## Begin RECORDED DATA
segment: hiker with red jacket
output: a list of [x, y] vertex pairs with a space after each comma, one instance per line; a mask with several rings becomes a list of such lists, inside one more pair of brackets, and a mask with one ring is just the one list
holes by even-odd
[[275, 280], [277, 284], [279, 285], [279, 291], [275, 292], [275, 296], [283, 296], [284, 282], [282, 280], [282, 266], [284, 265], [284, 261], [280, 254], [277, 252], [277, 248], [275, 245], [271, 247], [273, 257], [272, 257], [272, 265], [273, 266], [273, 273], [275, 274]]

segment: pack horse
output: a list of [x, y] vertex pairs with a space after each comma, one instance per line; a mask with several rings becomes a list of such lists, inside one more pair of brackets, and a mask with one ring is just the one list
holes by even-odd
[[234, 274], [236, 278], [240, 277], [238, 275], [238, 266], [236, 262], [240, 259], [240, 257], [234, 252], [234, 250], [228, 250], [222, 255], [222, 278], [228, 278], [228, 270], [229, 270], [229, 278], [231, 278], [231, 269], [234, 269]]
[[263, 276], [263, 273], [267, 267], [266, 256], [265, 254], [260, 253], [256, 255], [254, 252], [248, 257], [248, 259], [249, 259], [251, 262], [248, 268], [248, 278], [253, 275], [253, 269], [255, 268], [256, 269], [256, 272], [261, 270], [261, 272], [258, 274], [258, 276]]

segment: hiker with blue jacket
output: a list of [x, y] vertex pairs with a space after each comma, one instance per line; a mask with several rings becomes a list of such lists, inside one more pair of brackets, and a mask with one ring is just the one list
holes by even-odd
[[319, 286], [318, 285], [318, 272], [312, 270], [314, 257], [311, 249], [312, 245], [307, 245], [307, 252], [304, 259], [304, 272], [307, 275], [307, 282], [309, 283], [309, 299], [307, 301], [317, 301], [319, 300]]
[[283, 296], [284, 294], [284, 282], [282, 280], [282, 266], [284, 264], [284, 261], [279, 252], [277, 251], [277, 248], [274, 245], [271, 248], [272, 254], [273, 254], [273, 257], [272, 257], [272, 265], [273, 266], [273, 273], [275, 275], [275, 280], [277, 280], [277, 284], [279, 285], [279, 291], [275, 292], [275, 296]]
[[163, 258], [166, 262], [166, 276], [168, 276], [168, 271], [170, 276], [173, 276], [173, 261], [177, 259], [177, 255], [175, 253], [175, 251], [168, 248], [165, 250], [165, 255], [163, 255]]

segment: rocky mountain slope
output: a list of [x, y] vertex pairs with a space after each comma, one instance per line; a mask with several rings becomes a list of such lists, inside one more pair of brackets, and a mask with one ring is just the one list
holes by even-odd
## End RECORDED DATA
### [INSTRUCTIONS FOR THE TASK]
Give every line of the items above as a JSON list of strings, one string per line, leaving out the blank lines.

### [ANSWER FOR THE TASK]
[
  "segment: hiker with red jacket",
  "output: a list of [x, y] vertex pairs with a space after each comma, one instance per line; a mask with several rings becomes a list of such lists, inside one more pair of brackets, and a mask with one ring is just the one list",
  "holes by even-odd",
  "[[275, 280], [277, 284], [279, 285], [279, 291], [275, 292], [275, 296], [283, 296], [284, 282], [282, 280], [282, 266], [284, 265], [284, 261], [280, 254], [277, 252], [277, 248], [275, 245], [271, 247], [273, 257], [272, 257], [272, 265], [273, 266], [273, 273], [275, 274]]",
  "segment: pack horse",
  "output: a list of [x, y] vertex pairs with a space after each comma, one instance per line; a mask with several rings becomes a list of such lists, inside one more pair of brackets, and a mask with one ring is just the one list",
  "holes by even-odd",
  "[[234, 274], [236, 278], [240, 277], [238, 275], [238, 266], [236, 262], [240, 259], [240, 257], [234, 252], [234, 250], [228, 250], [222, 255], [222, 278], [228, 278], [228, 270], [229, 270], [229, 278], [231, 278], [231, 269], [234, 269]]",
  "[[263, 276], [263, 273], [267, 267], [266, 256], [265, 254], [260, 253], [256, 255], [254, 252], [248, 257], [248, 259], [249, 259], [251, 262], [248, 268], [248, 278], [253, 275], [253, 269], [255, 268], [256, 269], [256, 272], [261, 270], [261, 272], [258, 274], [258, 276]]",
  "segment: hiker with blue jacket",
  "output: a list of [x, y] vertex pairs with a space after each comma, one instance per line; a mask with several rings becomes a list of such lists, inside one more pair of brackets, and a mask with one ring is just the one list",
  "holes by even-odd",
  "[[319, 286], [318, 285], [318, 272], [312, 270], [314, 257], [311, 249], [312, 245], [307, 245], [307, 252], [304, 259], [304, 272], [307, 275], [307, 282], [309, 283], [309, 299], [307, 301], [317, 301], [319, 300]]",
  "[[283, 296], [284, 294], [284, 282], [282, 280], [282, 266], [284, 264], [284, 261], [279, 252], [277, 251], [277, 248], [274, 245], [271, 248], [272, 254], [273, 254], [273, 257], [272, 257], [272, 265], [273, 266], [273, 273], [275, 275], [275, 280], [277, 280], [277, 284], [279, 285], [279, 291], [275, 292], [275, 296]]",
  "[[163, 258], [166, 262], [166, 276], [168, 276], [168, 271], [170, 276], [173, 276], [173, 261], [177, 259], [177, 255], [175, 253], [175, 251], [168, 248], [165, 250], [165, 255], [163, 255]]",
  "segment: rocky mountain slope",
  "output: a list of [x, y] vertex pairs with a space after each comma, one instance per line; a mask with several rings becomes a list of such lists, inside one more pair of brackets, and a mask with one ring is just the one list",
  "holes by even-odd"
]